**EXCERPTED DATA**
- - - - - - -

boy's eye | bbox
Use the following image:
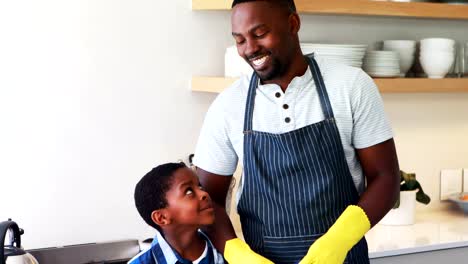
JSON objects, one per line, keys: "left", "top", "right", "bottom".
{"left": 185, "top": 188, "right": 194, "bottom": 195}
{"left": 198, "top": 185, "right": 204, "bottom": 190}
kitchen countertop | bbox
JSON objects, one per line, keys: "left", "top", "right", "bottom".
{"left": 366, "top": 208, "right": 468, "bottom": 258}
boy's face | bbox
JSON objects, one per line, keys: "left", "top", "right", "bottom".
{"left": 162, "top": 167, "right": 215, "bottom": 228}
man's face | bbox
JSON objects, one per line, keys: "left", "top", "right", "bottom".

- - - - - - -

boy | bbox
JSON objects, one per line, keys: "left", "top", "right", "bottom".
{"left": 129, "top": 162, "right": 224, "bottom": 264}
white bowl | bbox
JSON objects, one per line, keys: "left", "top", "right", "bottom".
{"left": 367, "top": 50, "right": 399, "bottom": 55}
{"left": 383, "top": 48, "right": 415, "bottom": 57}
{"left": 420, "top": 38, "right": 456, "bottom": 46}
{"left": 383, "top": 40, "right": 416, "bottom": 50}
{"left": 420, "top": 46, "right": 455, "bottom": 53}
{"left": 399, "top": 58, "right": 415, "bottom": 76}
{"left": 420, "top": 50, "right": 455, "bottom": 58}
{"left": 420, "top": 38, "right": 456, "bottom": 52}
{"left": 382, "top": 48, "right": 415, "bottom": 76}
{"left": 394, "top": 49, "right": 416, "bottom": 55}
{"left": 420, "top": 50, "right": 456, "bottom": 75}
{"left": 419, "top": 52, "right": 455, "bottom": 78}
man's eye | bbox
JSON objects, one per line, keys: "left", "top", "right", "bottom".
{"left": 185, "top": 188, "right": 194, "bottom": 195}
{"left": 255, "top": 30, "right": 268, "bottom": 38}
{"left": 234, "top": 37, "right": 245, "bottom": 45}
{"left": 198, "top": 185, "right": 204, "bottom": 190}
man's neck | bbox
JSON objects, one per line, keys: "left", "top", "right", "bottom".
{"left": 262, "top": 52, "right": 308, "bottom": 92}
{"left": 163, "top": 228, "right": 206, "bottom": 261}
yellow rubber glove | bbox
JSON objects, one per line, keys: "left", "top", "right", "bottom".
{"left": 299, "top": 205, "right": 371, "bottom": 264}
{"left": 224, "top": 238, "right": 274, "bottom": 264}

- - - - - - -

**EXERCISE**
Would you please return all lines from the listing above that contain "bbox"?

**ANSWER TO THIS PROBLEM**
boy's eye | bbox
kitchen countertop | bbox
boy's face | bbox
man's face | bbox
boy | bbox
white bowl | bbox
man's eye | bbox
man's neck | bbox
yellow rubber glove | bbox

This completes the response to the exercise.